PROBLEM TO WORK ON – From the records below, copy each line that has the word "single" in it.

Data extracted from a collection –
□ □ □ □ □

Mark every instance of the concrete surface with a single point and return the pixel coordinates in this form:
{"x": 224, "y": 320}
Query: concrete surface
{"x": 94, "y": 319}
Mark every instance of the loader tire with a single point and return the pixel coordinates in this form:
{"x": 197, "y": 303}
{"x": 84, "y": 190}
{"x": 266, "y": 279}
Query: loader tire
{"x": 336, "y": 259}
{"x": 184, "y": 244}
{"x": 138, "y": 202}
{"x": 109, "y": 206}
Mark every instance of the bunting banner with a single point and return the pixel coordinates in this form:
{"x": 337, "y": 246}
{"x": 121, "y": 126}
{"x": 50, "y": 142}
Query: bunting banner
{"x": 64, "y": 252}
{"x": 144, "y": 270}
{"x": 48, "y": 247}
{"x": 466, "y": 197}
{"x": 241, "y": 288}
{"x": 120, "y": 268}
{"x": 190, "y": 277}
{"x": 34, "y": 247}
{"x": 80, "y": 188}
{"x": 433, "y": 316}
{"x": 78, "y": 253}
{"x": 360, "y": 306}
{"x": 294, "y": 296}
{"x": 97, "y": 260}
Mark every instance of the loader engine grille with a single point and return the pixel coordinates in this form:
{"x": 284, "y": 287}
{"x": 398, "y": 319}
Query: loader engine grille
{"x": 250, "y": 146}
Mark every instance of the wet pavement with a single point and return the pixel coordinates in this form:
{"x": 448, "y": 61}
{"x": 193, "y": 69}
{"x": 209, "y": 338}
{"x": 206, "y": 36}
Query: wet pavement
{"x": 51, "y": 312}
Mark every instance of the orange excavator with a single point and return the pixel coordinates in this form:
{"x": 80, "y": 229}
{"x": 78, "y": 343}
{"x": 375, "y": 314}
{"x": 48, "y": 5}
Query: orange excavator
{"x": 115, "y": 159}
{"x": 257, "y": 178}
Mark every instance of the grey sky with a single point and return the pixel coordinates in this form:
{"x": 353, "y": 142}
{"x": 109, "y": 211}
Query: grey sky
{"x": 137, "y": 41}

□ □ □ □ □

THE COMPLETED TASK –
Mark every instance of the concrete surface with a single point and return the pixel coordinates in this form:
Mark every instance of the loader tire with a single point and return the pixel coordinates in this form:
Mark every instance of the bunting banner with a single point and return the pixel coordinates in this form:
Mark every instance of the loader engine grille with a single point and return the pixel coordinates in this form:
Mark every instance of the wet pavement with a single point and return the pixel coordinates in this form:
Mark every instance of the orange excavator with a single point and return the pixel coordinates in this form:
Mark every instance of the grey sky with a single point and return the pixel coordinates in this form:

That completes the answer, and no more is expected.